-------- ESTRATTO FORNITO --------

Tra gli impegni principali c’è quello di costituire una rete di attivisti a livello italiano ed europeo in grado di scambiarsi informazioni, darsi mutuo sostegno e far valere la propria voce a livello mediatico, giuridico e istituzionale; individuare e denunciare i tentativi messi in atto per infangare e contrastare le iniziative solidali; connettere i professionisti e gli attivisti impegnati nella comunicazione così da fornire a giornalisti e media un’informazione puntuale che contrasti la criminalizzazione della solidarietà e degli attivisti umanitari; raccogliere un archivio delle buone pratiche in corso e della giurisprudenza sul tema in Italia e in Europa. Inoltre si cercherà di rendere più stretto e operativo il rapporto con le Ong degli altri Paesi europei. “Siamo testimoni di un passaggio di soglia di portata storica, in cui ci è dato vedere quanto sia fragile la tenuta dello stato di diritto e quanto sia ormai possibile, per i cittadini democratici, per le “brave persone”, nominare ciò che – lungamente covato e alimentato – era rimasto finora innominabile: i migranti, resi categoria, minaccia, capro espiatorio, possono morire in mare, nel deserto o nei centri libici, possono essere schiacciati dai camion e dai treni nei luoghi di frontiera, possono essere resi schiavi, possono dormire in strada, sul greto di un fiume, essere scacciati, cancellati nella loro individualità umana, per diventare generici “invasori”, incolpati di ogni crimine. Tutto questo sta diventando un dato di fatto che non ci chiama più in causa come corpo sociale. A chi cerca di attraversare una frontiera, per ricongiungersi alla famiglia o cercare una possibilità di esistenza, non è concesso dare aiuto – cibo, informazioni, un passaggio in macchina – pena l’accusa di favoreggiamento dell’immigrazione clandestina e la violazione di ordinanze che non molto tempo fa sarebbero apparse intollerabili alla grande maggioranza degli italiani”.

--------

--- DESCRIZIONE DEL COMPITO ---
Prosegui il brano sulla rete di attivisti a sostegno della solidarietà verso i migranti, ripartendo subito dopo la sua ultima frase.

-------- CONTENUTO DEL DATASET --------

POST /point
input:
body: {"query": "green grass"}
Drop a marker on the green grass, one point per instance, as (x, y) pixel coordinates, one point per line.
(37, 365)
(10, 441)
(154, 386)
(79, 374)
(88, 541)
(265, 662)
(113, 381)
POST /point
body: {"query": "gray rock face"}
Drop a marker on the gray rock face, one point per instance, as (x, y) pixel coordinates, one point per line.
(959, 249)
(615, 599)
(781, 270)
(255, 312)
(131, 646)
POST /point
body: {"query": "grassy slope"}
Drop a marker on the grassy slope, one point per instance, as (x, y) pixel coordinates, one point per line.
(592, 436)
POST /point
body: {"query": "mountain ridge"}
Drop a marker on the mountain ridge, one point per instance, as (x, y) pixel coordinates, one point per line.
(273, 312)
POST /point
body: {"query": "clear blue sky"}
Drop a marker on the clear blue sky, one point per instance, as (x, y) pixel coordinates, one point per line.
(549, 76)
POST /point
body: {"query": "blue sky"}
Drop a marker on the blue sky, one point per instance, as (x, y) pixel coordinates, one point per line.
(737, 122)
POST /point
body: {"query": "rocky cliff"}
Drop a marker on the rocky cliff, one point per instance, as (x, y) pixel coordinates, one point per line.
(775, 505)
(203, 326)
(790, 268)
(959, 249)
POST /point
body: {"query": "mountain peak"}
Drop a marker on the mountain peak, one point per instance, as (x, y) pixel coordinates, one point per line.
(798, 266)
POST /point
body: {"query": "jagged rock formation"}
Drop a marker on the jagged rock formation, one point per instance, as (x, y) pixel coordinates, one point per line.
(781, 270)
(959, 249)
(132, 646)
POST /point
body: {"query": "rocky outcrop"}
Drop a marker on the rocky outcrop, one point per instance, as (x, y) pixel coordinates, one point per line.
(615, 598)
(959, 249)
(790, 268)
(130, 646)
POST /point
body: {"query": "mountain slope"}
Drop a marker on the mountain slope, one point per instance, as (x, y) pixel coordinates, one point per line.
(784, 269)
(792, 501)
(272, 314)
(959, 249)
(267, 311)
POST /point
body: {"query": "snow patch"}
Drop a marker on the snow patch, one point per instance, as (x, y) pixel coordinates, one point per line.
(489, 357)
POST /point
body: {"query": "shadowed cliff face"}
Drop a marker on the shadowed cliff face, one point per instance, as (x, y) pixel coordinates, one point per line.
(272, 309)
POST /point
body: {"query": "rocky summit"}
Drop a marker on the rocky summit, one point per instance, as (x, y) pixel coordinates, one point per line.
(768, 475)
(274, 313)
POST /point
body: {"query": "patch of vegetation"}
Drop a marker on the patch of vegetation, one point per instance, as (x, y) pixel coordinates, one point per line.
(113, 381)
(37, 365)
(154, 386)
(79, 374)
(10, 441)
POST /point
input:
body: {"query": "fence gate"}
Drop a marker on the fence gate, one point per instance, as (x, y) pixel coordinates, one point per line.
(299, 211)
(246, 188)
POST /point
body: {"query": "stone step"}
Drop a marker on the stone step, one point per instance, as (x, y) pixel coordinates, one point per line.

--------

--- RISPOSTA ALL'ESERCIZIO ---
L’Osservatorio ha deciso di riconvocarsi entro la fine del mese di novembre, dopo aver articolato una struttura iniziale e provvisoria che possa distribuire il lavoro in base alle risorse di tempo e di impegno dei sottoscrittori, accogliendo le nuove adesioni e individuando tutti i nuovi canali attivabili per coinvolgere nell’iniziativa la più ampia platea di cittadini, attivisti, organizzazioni, istituzioni e organi di vario genere, uniti dalla convinzione che sia necessario e urgente porre un argine alla criminalizzazione della società civile.